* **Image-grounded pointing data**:
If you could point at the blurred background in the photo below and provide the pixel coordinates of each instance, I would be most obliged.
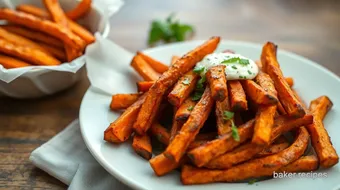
(310, 28)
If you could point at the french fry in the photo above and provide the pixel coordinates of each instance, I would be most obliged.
(59, 17)
(303, 164)
(17, 39)
(156, 65)
(238, 101)
(174, 59)
(160, 133)
(75, 27)
(144, 86)
(264, 118)
(183, 88)
(223, 125)
(11, 63)
(243, 153)
(257, 93)
(144, 69)
(290, 103)
(45, 26)
(183, 112)
(142, 146)
(123, 101)
(120, 130)
(34, 35)
(254, 168)
(80, 11)
(203, 154)
(321, 142)
(191, 127)
(167, 80)
(54, 51)
(290, 81)
(218, 82)
(34, 56)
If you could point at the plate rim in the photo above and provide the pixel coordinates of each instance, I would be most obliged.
(132, 183)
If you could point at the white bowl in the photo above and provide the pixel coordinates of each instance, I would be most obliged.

* **Problem requirements**: Could you write out, unchanged, the line with "If you could point at the plate" and every line after it in the data above?

* **Expected answer**:
If you could point at the plate rim in the photo above and provide the pixel coordinates of each instance, I would be most obliged.
(132, 183)
If you could point at the white bowl in the photo above and provide the pixel coordinates of each instance, I would be most obliged.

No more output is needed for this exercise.